(Stored data entries)

::::::::::

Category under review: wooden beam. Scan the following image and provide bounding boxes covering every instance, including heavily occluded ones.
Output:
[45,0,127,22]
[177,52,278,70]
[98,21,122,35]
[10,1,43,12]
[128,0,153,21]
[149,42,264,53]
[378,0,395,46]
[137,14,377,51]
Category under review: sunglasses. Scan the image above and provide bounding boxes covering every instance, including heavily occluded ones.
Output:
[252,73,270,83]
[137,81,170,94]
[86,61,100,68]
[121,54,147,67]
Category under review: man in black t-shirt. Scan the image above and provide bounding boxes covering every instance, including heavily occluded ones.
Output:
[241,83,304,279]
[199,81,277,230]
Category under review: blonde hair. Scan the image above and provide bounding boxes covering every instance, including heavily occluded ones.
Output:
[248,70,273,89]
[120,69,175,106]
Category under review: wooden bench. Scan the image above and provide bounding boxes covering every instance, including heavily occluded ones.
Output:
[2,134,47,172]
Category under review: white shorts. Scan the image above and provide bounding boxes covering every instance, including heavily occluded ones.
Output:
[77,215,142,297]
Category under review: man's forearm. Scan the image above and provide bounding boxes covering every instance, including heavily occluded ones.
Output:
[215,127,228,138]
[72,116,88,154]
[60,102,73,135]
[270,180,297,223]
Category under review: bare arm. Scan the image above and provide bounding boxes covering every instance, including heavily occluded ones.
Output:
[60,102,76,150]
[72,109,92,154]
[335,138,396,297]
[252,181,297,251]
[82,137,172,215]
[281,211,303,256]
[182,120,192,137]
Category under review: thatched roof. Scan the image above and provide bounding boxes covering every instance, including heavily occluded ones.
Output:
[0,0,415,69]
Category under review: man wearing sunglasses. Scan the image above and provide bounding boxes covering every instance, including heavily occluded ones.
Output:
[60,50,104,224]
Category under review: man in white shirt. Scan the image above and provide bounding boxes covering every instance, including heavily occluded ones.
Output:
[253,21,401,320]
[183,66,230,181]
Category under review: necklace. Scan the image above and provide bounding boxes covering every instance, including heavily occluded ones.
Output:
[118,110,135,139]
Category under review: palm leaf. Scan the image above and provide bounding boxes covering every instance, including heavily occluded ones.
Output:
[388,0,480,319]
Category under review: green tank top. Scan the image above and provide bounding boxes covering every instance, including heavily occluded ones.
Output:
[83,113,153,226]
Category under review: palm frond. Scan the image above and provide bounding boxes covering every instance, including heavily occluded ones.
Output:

::::::::::

## What is expected
Copy out all of the data above, line for line, changing nothing.

## Output of the task
Category under review: wooden beam. Scan the following image and provide bounding boxes covering every instance, including heavily occluded ones.
Output:
[45,0,127,22]
[177,52,278,70]
[98,21,122,35]
[10,1,43,12]
[128,0,153,21]
[149,42,264,53]
[378,0,395,46]
[137,14,377,51]
Category under review: sunglasses. Scan the image above and provide bounding boxes covering every instance, including heavily occluded ones.
Output:
[252,73,270,83]
[137,81,170,94]
[86,61,100,68]
[121,54,147,67]
Category under review: man in black t-shirt. Scan the image above and provide bounding boxes covering every instance, including heavily occluded ones.
Output:
[241,83,304,279]
[199,81,277,230]
Category under review: blonde hair. Scan the image above and provide bounding boxes covering every instance, including heavily occluded ones.
Output:
[248,70,273,89]
[120,69,175,106]
Category under review: wooden bench. Scan the image above and provide bounding boxes covering every instance, including heavily occluded ones.
Output:
[2,134,47,172]
Category under review: white shorts. Scan the image above and provide bounding boxes covering every instance, including heavily occluded ones.
Output:
[77,215,142,297]
Category under review: man's forearm. Scan the image above and provide bounding boxes covering every instance, including heavily occluded ones.
Output:
[215,127,228,138]
[72,116,88,154]
[60,102,73,135]
[270,180,297,223]
Category under review: bare arm. Scan the image above and provide bounding boxes covering every instance, including heavily occluded ones.
Output:
[60,102,76,150]
[72,109,92,154]
[335,138,396,297]
[252,181,297,251]
[82,137,172,215]
[281,211,303,256]
[182,120,192,137]
Category under review: thatched roof. Scan the image above and provide bounding boxes covering every instance, including heavily occluded ones.
Output:
[0,0,415,69]
Category under review: man wearing sunglasses. Scan the image above and provide bounding boxes covering every instance, including heavily occluded ones.
Output:
[60,50,104,224]
Category under review: man in white shirt. Scan the image above and provide bounding boxes covering every instance, including heavily occluded ones.
Output:
[253,21,401,320]
[183,66,230,181]
Category under review: necklace. Scan the image above and provide bounding boxes covering every instance, including heavily occluded ones.
Output:
[118,110,135,139]
Category under review: palm leaf. Scan the image above and provide bounding boxes covering every instance, including heavily occluded ones.
Output:
[388,0,480,319]
Category under review: green tank top. Scan the image above and provide bounding boxes covering every instance, including heavily occluded ones.
Output:
[83,113,153,226]
Category under review: palm frond. Scan the image above and provide bounding boxes covering every instance, including heavily occluded ones.
Output:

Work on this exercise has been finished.